→ **Dataset records**:
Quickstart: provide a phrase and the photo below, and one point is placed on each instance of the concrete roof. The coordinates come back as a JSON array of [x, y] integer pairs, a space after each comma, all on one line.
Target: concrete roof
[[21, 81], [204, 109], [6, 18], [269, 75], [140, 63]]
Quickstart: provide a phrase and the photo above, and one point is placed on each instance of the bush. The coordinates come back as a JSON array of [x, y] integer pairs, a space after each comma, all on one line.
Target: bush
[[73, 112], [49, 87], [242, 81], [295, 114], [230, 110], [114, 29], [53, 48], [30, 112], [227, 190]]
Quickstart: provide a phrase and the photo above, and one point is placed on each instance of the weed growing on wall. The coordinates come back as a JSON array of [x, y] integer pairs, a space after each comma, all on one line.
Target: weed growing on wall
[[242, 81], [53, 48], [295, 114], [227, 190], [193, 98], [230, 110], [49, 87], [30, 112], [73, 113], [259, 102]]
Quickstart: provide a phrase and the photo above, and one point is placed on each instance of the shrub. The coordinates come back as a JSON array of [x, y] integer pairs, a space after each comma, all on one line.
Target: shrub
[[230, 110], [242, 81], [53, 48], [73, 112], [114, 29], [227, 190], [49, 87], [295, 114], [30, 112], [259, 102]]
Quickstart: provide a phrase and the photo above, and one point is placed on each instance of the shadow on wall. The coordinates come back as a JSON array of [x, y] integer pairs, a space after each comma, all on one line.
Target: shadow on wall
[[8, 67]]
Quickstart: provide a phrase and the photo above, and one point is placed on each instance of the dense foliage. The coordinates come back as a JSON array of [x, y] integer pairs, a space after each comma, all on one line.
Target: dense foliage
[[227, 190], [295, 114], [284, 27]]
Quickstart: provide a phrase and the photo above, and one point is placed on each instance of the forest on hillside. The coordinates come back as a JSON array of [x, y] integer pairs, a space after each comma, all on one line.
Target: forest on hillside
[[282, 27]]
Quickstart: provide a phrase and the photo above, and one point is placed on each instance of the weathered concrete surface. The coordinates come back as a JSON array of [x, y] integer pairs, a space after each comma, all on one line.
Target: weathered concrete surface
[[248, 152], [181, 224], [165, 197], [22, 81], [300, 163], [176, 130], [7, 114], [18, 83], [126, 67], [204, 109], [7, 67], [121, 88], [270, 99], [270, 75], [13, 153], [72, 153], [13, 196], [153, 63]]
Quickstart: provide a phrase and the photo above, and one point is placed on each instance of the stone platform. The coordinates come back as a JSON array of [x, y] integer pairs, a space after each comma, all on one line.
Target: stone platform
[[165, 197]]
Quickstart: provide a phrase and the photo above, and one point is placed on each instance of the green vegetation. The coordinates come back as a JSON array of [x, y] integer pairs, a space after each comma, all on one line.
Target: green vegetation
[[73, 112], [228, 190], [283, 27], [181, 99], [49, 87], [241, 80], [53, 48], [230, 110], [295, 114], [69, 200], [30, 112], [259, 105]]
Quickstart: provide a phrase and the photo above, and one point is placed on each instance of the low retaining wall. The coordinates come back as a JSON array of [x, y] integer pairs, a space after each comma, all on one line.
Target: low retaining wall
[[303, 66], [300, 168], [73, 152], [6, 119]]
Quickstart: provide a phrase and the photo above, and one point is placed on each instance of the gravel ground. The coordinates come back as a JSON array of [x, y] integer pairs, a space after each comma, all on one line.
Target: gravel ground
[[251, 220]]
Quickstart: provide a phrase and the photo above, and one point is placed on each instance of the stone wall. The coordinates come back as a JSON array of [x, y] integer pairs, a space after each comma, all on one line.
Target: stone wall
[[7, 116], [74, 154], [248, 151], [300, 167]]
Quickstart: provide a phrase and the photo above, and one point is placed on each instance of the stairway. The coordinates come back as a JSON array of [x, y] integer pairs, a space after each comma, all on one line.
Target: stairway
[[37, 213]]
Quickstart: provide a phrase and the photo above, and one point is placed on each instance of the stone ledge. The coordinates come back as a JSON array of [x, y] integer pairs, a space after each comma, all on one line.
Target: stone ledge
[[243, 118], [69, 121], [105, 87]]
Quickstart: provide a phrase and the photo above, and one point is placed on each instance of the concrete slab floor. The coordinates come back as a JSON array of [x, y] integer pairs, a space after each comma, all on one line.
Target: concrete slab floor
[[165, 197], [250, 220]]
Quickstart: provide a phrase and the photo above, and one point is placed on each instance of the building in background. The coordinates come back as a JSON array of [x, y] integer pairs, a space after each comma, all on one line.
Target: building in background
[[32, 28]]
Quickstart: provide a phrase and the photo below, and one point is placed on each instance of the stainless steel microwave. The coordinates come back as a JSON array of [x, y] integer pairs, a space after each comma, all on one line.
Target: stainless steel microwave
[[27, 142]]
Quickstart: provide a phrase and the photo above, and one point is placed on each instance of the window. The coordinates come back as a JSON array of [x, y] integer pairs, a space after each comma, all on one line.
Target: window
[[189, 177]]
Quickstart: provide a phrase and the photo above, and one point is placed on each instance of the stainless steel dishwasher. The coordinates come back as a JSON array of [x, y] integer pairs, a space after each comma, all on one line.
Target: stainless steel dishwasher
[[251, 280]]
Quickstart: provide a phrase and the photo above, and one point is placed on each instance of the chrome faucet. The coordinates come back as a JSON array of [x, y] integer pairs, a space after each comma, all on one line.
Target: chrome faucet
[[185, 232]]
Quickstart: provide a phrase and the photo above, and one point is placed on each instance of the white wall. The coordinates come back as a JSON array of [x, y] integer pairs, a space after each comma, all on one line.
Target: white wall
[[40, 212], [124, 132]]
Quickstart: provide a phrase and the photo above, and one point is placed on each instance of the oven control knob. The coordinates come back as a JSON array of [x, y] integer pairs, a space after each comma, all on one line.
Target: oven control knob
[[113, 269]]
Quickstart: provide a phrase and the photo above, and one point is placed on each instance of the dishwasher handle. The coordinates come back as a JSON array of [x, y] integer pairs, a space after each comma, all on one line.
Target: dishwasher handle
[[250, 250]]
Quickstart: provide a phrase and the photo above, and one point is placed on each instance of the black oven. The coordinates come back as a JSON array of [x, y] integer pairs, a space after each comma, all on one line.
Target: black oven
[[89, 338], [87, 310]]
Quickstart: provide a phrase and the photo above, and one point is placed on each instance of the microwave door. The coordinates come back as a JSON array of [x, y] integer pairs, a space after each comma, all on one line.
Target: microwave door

→ **What this task involves**: Reproduce all of the entries above word for word, without any changes.

→ **Solution to this problem**:
Quickstart: provide a phrase and the photo below, and one point is placed on each instance of the concrete roof. The coordinates come back as a JSON array of [x, y] integer pairs, a space after each comma, all on one line.
Target: concrete roof
[[21, 81], [204, 109], [6, 18], [269, 75], [140, 63]]
Quickstart: provide a phrase and the photo above, and one point is placed on each instance of the bush. The coordinates come back as a JSON array of [x, y] integer pairs, a space after each comma, all on one line.
Target: bush
[[73, 112], [49, 87], [242, 81], [295, 114], [230, 110], [114, 29], [53, 48], [30, 112], [227, 190]]
Quickstart: provide a phrase and the photo above, and one point is placed on each instance of the weed growing on wall. The coordinates come back as a JSON array of [x, y] integer pairs, a space after each comma, all on one line.
Target: weed growing on wall
[[242, 81], [53, 48], [295, 114], [227, 190], [193, 98], [230, 110], [49, 87], [30, 112], [73, 113], [259, 102]]
Quickstart: provide a phrase and the photo above, and one point is placed on each instance of the shrub. The coordinates come back as a JSON array of [x, y] integer pairs, a space after each comma, all on one line.
Target: shrub
[[230, 110], [242, 81], [53, 48], [73, 112], [114, 29], [227, 190], [49, 87], [295, 114], [30, 112], [259, 102]]
Quickstart: provide a phrase and the photo above, and one point is placed on each instance of the shadow on wall. The coordinates come back as a JSON array of [x, y] integer pairs, a space after each comma, all on one line.
Target: shadow on wall
[[8, 67]]
Quickstart: provide a phrase and the photo above, and one point is placed on each instance of the dense foliage. The coordinates come back as a JSON array of [x, y] integer pairs, a space after each comma, all on one line.
Target: dense foliage
[[227, 190], [295, 114], [284, 27]]
Quickstart: provide a phrase and the photo above, and one point is placed on each instance of the forest on hillside. The coordinates come back as a JSON array of [x, y] integer pairs, a space after each comma, all on one line.
Target: forest on hillside
[[282, 27]]
Quickstart: provide a phrase and the photo above, and one point is placed on each instance of the weathered concrete surface. The coordinates come back as a JSON array of [x, y] integer pairs, a space after each comma, all on one line.
Target: weathered concrete surface
[[248, 152], [181, 224], [165, 197], [22, 81], [300, 163], [176, 130], [7, 114], [18, 83], [126, 67], [204, 109], [7, 67], [121, 88], [270, 99], [270, 75], [13, 153], [72, 153], [13, 196], [153, 63]]
Quickstart: provide a phrase and the photo above, and one point is placed on each instance of the stone platform. The coordinates come back as a JSON array of [x, y] integer pairs, a space after each comma, all on one line.
Target: stone platform
[[165, 197]]
Quickstart: provide a phrase and the photo above, and one point is placed on each instance of the green vegetation. The coordinates come back as a JSON array of [x, y] integer pairs, a space after each comma, all on one line.
Target: green vegetation
[[73, 112], [228, 190], [283, 27], [181, 99], [49, 87], [241, 80], [53, 48], [230, 110], [295, 114], [69, 200], [30, 112], [259, 105]]
Quickstart: provide a phrase and the photo above, and one point is placed on each instance of the low retaining wall. The coordinates come back as a JSON array of [x, y] integer pairs, a space after each comma, all on one line.
Target: low retaining wall
[[303, 66], [300, 168], [73, 152], [6, 119]]
Quickstart: provide a phrase and the photo above, and one point is placed on each instance of the gravel ground. The coordinates come back as a JSON array of [x, y] integer pairs, a space after each comma, all on one line.
Target: gravel ground
[[251, 220]]
Quickstart: provide a phrase and the photo above, and one point is placed on each instance of the stone wall. The coordinates come back as a JSON array of [x, y] integer pairs, a space after each comma, all on one line.
Target: stone wall
[[7, 116], [74, 154], [248, 151], [300, 167]]
Quickstart: provide a phrase and the photo above, and one point is placed on each instance of the stairway. The coordinates come back as a JSON array of [x, y] integer pairs, a space after each comma, all on one line.
Target: stairway
[[37, 213]]
Quickstart: provide a phrase and the photo above, and one point is placed on each instance of the stone ledge. The coordinates come back as a JSON array of [x, y] integer pairs, a space after each comma, all on one line.
Target: stone ledge
[[243, 118], [69, 121], [105, 87]]
Quickstart: provide a phrase and the photo above, and one point is placed on each instance of the concrete slab floor. The coordinates come back as a JSON array of [x, y] integer pairs, a space after each comma, all on one line.
Target: concrete slab floor
[[165, 197], [250, 220]]
Quickstart: provide a phrase and the photo above, and one point is placed on each instance of the building in background. The coordinates come back as a JSON array of [x, y] integer pairs, a space after each comma, all on one line.
Target: building in background
[[32, 28]]
Quickstart: provide a phrase and the photo below, and one point is placed on each instance of the stainless steel microwave. The coordinates come back as a JSON array of [x, y] integer pairs, a space after each comma, all on one line.
Target: stainless steel microwave
[[27, 142]]
Quickstart: provide a phrase and the photo above, and one point is placed on each instance of the window. The coordinates come back as a JSON array of [x, y] integer pairs, a space after each comma, all on one line.
Target: window
[[189, 177]]
Quickstart: provide a phrase and the photo above, and one point is placed on each instance of the stainless steel dishwasher. The coordinates come back as a JSON array of [x, y] integer pairs, a space after each comma, all on one line.
Target: stainless steel dishwasher
[[251, 280]]
Quickstart: provide a phrase and the photo above, and one point is placed on each instance of the chrome faucet. The coordinates come back as a JSON array of [x, y] integer pairs, a space after each comma, all on one line.
Target: chrome faucet
[[185, 232]]
Quickstart: provide a phrase and the photo above, and one point is placed on each instance of the white wall. The coordinates come back as a JSON array of [x, y] integer pairs, a space after each comma, all on one line.
Target: white wall
[[40, 212], [124, 132]]
Quickstart: provide a phrase and the photo above, and one point is placed on each instance of the oven control knob. The coordinates come back as a JSON array of [x, y] integer pairs, a space after each comma, all on one line.
Target: oven control knob
[[113, 269]]
Quickstart: provide a phrase and the photo above, and one point is placed on each instance of the dishwasher handle. The coordinates come back as a JSON array of [x, y] integer pairs, a space after each comma, all on one line.
Target: dishwasher handle
[[250, 250]]
Quickstart: provide a phrase and the photo above, and one point is placed on each instance of the black oven. The coordinates come back as a JSON array of [x, y] integer pairs, a space after each comma, all on one line.
Target: black oven
[[89, 338], [87, 310]]
Quickstart: provide a phrase and the photo above, and one point is placed on each instance of the microwave door. The coordinates come back as a JSON array of [x, y] integer pairs, a space after each comma, all on one line.
Target: microwave door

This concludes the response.